* [Assignment]: Your job is to return every line in the data holding the string "carport".

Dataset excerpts
= = = =

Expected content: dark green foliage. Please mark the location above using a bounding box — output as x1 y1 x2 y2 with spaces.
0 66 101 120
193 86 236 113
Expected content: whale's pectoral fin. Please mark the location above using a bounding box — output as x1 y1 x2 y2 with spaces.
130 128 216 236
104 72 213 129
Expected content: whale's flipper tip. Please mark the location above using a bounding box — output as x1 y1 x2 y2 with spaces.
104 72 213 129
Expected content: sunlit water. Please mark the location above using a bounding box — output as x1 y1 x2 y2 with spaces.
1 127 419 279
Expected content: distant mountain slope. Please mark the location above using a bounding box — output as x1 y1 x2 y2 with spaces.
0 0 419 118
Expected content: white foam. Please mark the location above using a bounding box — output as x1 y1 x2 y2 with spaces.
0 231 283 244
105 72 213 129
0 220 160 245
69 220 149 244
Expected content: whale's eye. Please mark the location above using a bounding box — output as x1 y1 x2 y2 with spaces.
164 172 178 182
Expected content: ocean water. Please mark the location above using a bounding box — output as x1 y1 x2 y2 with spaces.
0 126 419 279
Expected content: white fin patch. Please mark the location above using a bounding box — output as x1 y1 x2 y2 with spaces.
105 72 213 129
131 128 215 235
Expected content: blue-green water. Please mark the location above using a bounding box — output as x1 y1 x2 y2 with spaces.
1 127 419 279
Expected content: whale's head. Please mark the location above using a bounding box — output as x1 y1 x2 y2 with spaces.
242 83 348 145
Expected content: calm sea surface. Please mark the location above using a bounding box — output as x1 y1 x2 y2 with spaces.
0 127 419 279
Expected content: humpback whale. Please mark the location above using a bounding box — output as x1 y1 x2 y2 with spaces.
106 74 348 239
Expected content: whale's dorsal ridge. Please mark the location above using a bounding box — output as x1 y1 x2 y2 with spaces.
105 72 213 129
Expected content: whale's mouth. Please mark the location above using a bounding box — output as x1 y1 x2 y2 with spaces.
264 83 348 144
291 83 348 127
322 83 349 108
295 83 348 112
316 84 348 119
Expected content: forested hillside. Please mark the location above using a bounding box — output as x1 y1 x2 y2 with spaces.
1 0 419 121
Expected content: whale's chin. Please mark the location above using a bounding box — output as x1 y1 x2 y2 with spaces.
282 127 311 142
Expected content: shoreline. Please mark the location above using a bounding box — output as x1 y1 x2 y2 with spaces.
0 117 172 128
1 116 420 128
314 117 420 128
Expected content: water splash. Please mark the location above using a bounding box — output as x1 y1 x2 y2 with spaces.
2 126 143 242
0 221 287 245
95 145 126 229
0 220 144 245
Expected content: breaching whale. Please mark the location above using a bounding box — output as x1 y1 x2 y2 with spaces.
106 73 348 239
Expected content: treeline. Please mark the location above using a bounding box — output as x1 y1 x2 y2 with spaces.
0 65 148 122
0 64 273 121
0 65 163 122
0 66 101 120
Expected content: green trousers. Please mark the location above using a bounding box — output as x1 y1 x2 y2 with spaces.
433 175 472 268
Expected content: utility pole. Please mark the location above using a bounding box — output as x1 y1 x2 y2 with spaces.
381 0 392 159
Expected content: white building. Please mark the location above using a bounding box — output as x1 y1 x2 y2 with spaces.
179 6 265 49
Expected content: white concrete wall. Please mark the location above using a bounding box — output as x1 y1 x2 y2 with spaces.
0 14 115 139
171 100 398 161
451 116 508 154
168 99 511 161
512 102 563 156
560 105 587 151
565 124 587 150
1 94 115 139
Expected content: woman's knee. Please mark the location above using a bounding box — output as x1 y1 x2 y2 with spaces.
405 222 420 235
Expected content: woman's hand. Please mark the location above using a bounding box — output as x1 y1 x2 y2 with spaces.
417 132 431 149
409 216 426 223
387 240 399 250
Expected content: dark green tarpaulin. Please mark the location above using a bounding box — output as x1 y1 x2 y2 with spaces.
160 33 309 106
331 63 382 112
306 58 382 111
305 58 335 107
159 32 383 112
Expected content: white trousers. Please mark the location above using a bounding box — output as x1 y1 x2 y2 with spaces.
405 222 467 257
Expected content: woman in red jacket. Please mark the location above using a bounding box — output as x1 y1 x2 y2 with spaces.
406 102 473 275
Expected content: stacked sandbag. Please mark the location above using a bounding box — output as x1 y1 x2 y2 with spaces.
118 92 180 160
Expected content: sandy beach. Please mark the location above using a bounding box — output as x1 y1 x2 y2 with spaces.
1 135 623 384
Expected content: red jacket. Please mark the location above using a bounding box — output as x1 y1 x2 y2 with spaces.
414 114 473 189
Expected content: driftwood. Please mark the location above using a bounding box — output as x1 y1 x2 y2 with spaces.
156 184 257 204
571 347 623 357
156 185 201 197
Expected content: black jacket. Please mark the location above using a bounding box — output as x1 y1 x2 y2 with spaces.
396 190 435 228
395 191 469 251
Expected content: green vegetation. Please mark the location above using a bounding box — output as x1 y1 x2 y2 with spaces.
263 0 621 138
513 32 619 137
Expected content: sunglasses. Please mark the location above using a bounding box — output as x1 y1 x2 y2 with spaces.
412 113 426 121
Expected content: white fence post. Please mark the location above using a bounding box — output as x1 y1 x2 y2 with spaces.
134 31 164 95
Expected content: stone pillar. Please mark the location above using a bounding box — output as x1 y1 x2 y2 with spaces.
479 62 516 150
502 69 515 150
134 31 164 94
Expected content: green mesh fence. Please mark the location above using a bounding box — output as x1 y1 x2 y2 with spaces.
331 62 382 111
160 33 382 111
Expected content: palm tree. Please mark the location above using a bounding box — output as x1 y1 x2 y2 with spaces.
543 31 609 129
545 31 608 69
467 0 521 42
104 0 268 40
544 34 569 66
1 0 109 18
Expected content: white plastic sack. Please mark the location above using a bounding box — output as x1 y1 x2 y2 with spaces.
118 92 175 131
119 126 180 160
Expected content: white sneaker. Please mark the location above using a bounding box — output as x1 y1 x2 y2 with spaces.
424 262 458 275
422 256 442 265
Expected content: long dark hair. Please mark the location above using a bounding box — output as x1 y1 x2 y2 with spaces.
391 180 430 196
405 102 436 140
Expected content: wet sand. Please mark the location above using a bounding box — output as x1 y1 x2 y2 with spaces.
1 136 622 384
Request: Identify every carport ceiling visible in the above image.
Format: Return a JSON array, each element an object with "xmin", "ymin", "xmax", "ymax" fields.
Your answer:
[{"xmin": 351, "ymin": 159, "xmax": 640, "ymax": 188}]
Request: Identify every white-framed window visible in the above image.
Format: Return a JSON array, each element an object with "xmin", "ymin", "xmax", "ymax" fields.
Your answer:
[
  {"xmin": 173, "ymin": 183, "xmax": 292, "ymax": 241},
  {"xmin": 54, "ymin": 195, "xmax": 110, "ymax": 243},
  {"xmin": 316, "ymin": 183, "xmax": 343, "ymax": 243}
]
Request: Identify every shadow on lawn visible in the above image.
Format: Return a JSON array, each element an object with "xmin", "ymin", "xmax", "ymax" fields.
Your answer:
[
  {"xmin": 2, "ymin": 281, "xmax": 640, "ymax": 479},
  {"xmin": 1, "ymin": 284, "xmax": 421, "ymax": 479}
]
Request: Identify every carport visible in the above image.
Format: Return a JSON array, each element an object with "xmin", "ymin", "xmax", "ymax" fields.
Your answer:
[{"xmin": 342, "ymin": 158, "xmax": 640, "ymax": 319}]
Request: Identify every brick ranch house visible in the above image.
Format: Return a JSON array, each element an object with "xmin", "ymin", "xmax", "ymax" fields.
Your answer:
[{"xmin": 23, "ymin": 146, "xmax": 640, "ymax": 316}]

= = = =

* [Task result]:
Request: Identify every carport ceiling visible in the above image.
Request: Identify every carport visible in the above image.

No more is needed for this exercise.